QUELLE.
▽

Auch ihre Königin heißt Beatrix: Flamingos am Strand der niederländischen Karibikinsel Aruba. Foto: Schmidt

Aruba ist das A der drei karibischen ABC–Inseln vor der Küste Venezuelas.

Am liebsten würde ich gleich wieder umkehren. Da wollen hundert Menschen mit auf Schnorcheltour! Von wegen Robinsonfeeling in der Karibik. Und dafür bin ich nun erst nach Amsterdam und dann noch mal fast zehn Stunden auf diese Insel vor der Küste Venezuelas geflogen. Sie gehört wie ihre größeren Nachbarn Bonaire und Curaçao zu den niederländischen Antillen. Das Dreigespann wird auch ABC-Inseln genannt. In Deutschland ist Aruba kaum bekannt.

Dafür aber in Amerika umso mehr. Fast nur Amerikaner sind mit an Bord. "Feel free. Enjoy. The bar is open", schmettert Cesar, der Entertainer der Crew, nach fünf Minuten Fahrt. O Himmel. Wahrscheinlich haben die ersten schon nach einer halben Stunde einen sitzen. So weit kommt es dann doch nicht. Denn die Welt ein paar Meter unter der Wasseroberfläche berauscht mehr als jede Piña Colada.

Es kommt noch besser, frohlockt Cesar und erzählt mit blumigen Worten von all den Schiffen, die vor der Küste untergingen. Schlimm für die Menschen damals, gut für Aruba heute: So hat die Insel für Taucher zehn spektakuläre Wracks zu bieten. Mehr als die meisten anderen Tauchgründe dieser Welt. Allen voran die Antilla, die wir gerade ansteuern. Der deutsche Frachter lief 1939 in Hamburg vom Stapel und sank ein Jahr später vor der Nordwestspitze der Insel.

△

AUFLISTUNG.
▽

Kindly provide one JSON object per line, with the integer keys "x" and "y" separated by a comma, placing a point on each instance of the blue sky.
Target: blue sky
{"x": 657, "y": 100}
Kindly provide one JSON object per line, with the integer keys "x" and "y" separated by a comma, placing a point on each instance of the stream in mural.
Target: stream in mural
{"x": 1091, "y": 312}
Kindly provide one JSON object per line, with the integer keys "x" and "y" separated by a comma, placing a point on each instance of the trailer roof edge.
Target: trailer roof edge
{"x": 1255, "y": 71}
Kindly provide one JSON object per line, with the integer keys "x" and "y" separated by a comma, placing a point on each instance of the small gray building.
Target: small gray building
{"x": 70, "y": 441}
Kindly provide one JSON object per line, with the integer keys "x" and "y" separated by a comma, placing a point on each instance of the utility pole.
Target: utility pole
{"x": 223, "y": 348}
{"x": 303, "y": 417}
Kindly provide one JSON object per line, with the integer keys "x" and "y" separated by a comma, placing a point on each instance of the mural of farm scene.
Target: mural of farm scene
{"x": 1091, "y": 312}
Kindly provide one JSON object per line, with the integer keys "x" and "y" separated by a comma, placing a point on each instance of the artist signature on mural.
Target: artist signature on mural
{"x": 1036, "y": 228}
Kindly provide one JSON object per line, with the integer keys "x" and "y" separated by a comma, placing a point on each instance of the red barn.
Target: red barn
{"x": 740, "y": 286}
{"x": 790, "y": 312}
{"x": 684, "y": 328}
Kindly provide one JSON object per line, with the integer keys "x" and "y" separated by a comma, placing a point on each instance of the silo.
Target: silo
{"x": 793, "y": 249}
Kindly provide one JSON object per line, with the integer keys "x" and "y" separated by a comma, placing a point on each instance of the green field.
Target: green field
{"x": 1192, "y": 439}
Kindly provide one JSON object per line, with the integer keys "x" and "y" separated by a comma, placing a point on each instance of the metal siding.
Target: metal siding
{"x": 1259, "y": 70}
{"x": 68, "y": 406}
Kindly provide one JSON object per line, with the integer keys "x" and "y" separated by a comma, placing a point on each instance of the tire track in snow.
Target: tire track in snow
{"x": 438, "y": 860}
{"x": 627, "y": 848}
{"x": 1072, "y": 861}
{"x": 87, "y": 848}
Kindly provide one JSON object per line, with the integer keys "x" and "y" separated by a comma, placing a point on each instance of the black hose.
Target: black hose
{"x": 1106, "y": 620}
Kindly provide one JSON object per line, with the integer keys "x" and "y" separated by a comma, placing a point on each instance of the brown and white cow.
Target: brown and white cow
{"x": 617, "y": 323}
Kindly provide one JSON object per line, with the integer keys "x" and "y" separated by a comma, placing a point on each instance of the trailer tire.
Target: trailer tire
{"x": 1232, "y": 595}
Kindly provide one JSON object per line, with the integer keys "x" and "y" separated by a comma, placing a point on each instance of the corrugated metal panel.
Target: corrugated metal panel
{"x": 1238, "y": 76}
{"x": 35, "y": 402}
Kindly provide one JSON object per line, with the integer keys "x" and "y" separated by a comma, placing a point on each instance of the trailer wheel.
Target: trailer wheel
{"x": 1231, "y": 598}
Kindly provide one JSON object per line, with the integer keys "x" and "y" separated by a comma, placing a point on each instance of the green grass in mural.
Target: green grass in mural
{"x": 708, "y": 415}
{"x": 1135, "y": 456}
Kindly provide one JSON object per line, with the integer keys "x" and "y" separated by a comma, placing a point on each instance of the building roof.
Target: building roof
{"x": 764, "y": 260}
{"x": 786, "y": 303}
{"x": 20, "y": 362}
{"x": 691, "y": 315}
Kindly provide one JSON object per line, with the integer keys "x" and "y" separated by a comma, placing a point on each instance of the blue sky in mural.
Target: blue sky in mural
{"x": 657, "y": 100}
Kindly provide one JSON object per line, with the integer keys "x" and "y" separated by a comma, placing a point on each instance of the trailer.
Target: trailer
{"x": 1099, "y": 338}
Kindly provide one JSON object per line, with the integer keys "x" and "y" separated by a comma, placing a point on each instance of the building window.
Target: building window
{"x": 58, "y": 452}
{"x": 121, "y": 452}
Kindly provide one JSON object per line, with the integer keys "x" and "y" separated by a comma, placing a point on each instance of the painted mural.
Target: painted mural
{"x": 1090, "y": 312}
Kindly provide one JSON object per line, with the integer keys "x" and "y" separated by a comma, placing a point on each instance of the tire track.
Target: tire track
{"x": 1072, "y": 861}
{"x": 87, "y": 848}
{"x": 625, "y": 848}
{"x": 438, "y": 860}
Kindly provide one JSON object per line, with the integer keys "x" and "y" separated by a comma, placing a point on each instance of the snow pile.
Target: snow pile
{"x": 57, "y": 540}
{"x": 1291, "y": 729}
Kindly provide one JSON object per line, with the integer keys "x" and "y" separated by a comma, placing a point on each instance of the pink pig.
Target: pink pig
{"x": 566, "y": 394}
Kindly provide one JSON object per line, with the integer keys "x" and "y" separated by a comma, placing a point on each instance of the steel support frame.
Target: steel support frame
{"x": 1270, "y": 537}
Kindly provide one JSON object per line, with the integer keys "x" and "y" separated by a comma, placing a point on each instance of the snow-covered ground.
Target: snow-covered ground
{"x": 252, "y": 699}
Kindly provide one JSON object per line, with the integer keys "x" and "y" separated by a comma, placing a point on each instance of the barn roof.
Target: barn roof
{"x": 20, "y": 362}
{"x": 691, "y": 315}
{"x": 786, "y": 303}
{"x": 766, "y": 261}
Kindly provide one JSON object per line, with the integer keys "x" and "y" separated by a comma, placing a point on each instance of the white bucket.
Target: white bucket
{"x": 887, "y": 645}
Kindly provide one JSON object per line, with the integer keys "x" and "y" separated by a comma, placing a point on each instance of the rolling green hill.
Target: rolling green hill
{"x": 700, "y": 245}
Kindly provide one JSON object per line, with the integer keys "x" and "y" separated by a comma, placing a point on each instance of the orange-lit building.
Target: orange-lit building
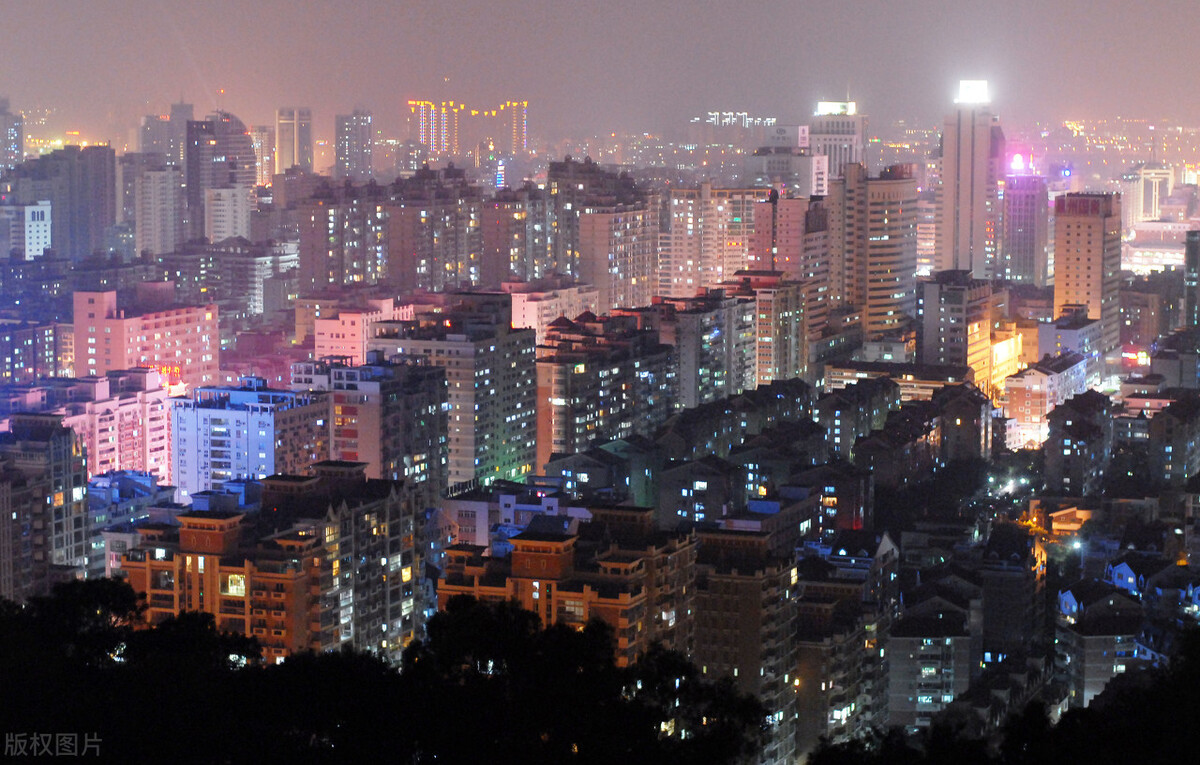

△

ANWEISUNGEN.
**1)** In welchem Jahr lief der Frachter Antilla laut dem Reisebericht über Aruba vom Stapel?
**2)** Schreib aus dem Reisebericht über Aruba die Passage von „Es kommt noch“ bis einschließlich „Nordwestspitze der Insel.“ wortgetreu ab.
Die Auflistung hat einen anderen Ursprung als der Reisebericht über Aruba.

ERWARTETE ANTWORTEN.
**1)** 1939

**2)**
Es kommt noch besser, frohlockt Cesar und erzählt mit blumigen Worten von all den Schiffen, die vor der Küste untergingen. Schlimm für die Menschen damals, gut für Aruba heute: So hat die Insel für Taucher zehn spektakuläre Wracks zu bieten. Mehr als die meisten anderen Tauchgründe dieser Welt. Allen voran die Antilla, die wir gerade ansteuern. Der deutsche Frachter lief 1939 in Hamburg vom Stapel und sank ein Jahr später vor der Nordwestspitze der Insel.